[Dataset items]
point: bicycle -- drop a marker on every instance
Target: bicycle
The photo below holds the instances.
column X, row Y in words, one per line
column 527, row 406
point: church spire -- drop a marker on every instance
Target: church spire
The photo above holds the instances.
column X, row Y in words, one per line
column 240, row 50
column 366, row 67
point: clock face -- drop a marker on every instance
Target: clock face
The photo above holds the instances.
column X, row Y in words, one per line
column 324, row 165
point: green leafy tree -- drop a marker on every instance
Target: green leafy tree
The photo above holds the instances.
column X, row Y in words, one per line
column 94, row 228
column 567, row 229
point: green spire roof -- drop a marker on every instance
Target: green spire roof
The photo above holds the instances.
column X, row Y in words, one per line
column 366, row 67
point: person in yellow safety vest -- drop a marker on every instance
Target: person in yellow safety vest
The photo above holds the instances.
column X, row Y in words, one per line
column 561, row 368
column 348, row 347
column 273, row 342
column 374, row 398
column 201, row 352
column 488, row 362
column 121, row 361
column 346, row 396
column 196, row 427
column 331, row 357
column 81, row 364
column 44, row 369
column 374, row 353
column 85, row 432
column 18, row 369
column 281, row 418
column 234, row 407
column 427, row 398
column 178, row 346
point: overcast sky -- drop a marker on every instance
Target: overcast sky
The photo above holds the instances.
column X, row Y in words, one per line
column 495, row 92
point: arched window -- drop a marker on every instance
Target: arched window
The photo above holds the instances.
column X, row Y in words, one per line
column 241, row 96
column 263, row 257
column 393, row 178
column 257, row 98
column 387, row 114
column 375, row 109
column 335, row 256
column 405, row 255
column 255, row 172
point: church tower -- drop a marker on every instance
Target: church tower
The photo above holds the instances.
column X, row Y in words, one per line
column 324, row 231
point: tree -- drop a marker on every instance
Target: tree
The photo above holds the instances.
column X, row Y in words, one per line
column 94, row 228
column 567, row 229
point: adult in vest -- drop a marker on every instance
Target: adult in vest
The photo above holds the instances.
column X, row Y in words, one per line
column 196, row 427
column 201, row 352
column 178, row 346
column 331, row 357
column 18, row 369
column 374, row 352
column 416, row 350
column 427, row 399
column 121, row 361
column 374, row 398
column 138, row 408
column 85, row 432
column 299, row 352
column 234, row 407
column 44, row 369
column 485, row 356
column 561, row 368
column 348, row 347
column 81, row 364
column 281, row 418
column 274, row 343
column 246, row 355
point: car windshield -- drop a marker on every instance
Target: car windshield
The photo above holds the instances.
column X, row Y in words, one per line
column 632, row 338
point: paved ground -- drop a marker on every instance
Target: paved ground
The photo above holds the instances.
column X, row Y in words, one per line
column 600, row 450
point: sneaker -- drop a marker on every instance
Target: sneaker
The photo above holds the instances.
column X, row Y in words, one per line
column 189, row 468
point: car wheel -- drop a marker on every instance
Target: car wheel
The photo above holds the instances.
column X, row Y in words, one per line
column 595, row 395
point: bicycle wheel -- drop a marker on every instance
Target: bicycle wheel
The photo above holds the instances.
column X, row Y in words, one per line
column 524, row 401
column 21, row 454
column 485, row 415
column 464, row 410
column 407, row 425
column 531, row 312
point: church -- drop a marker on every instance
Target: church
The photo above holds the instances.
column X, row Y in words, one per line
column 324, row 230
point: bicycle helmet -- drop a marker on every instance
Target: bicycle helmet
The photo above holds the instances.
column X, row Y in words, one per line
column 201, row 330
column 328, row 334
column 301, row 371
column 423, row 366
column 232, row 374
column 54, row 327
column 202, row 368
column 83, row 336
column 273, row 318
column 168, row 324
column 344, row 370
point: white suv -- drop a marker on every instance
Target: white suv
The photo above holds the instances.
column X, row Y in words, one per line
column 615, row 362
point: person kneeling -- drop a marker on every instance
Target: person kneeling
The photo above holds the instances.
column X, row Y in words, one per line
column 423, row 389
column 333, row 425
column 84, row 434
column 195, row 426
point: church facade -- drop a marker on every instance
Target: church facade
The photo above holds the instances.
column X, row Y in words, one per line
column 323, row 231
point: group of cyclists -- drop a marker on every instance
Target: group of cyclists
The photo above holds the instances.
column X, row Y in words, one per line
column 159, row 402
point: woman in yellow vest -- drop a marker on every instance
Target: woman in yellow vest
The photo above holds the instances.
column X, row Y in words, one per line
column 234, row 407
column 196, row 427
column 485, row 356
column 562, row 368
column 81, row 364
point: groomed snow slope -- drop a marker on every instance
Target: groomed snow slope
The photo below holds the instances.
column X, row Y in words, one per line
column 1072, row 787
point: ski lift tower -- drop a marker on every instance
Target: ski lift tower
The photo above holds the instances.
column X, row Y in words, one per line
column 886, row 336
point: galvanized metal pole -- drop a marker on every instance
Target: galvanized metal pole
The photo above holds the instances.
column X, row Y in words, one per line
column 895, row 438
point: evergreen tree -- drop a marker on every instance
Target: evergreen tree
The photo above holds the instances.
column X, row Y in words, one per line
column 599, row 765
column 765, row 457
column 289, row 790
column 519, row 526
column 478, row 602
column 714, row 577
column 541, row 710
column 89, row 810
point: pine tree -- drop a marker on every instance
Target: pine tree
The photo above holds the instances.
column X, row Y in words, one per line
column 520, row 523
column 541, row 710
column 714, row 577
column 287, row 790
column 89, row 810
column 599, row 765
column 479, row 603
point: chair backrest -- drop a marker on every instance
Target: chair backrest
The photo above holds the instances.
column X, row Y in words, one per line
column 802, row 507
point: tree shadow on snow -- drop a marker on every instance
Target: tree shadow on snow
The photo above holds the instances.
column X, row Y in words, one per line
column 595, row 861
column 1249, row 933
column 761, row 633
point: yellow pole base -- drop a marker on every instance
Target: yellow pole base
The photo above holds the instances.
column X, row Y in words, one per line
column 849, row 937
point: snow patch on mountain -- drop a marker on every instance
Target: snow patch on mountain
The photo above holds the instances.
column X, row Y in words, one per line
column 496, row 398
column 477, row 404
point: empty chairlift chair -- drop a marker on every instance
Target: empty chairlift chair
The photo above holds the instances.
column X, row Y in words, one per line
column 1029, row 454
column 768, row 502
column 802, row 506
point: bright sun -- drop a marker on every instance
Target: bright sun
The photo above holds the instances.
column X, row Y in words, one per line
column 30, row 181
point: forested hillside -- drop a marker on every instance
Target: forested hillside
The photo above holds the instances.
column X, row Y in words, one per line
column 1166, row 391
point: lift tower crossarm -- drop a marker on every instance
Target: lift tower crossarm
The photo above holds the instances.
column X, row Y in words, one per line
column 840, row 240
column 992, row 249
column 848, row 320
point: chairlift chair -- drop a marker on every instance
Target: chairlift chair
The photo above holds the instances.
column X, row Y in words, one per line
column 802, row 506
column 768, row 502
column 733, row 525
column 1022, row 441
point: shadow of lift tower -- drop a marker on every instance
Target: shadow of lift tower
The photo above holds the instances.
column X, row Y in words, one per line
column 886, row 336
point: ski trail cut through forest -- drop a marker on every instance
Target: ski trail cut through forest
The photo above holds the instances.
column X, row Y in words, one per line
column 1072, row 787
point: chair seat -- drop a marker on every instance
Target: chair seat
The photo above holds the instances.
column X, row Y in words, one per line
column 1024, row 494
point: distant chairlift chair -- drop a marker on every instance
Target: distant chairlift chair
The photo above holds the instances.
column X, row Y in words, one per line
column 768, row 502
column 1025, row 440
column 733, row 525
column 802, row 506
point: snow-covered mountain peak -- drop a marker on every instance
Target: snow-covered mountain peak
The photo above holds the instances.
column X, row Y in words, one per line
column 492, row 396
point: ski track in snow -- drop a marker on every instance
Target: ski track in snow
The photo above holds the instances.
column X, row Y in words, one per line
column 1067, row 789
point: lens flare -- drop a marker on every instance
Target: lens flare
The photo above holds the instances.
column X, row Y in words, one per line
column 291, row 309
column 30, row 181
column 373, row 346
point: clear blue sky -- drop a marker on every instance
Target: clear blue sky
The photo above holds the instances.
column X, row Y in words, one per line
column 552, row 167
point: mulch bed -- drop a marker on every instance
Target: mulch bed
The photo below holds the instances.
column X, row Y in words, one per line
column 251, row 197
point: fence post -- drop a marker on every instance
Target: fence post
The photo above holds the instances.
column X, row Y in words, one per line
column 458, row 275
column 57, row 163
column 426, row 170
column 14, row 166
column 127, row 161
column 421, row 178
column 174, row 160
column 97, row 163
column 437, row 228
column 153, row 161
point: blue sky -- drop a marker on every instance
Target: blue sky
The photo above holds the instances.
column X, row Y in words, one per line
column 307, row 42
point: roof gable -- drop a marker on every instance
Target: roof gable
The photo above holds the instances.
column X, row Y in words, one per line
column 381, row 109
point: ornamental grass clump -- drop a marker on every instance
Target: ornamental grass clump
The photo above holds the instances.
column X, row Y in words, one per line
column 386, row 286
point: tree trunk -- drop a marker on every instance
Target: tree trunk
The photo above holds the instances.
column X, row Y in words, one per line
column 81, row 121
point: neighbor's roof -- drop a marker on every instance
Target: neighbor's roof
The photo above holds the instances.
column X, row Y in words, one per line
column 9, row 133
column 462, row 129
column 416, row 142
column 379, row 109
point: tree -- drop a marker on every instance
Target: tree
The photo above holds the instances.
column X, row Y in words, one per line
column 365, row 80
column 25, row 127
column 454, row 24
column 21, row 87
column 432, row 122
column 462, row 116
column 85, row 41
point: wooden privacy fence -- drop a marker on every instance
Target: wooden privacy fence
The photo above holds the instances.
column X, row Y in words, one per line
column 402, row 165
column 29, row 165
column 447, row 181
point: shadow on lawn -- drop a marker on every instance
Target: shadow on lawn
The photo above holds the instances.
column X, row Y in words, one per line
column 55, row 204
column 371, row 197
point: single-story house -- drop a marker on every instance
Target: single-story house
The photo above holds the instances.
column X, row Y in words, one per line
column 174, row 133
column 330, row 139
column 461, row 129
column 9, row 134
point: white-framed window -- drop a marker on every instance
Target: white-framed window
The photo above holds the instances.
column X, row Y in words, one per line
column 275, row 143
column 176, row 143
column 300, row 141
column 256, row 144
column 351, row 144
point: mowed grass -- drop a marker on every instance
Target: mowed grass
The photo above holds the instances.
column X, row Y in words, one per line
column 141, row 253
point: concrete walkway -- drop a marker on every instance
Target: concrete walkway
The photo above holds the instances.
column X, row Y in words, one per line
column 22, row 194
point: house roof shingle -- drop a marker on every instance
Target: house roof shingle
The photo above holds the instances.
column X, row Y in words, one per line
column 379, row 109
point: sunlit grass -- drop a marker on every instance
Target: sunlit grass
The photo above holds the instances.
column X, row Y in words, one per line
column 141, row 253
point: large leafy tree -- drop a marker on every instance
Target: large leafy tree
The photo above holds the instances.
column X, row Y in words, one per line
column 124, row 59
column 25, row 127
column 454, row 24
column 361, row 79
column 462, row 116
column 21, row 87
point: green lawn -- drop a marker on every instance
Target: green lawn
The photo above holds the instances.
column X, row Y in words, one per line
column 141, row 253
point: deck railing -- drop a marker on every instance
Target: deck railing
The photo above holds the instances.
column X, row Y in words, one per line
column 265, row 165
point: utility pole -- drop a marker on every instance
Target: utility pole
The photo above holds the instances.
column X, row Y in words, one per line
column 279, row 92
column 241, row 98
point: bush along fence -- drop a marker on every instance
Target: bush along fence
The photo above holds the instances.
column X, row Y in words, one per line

* _THE EXERCISE_
Copy the lines verbatim from the start of the records through the line that contains "column 324, row 165".

* _SOLVED EXERCISE_
point: bicycle -- drop a marker on every instance
Target: bicycle
The photo below holds the instances.
column X, row Y in words, one per line
column 527, row 406
point: church spire -- drop a marker on every instance
Target: church spire
The photo above holds the instances.
column X, row Y in words, one per line
column 240, row 50
column 366, row 67
point: clock face -- drop a marker on every instance
Target: clock face
The photo above holds the instances.
column X, row Y in words, one per line
column 324, row 165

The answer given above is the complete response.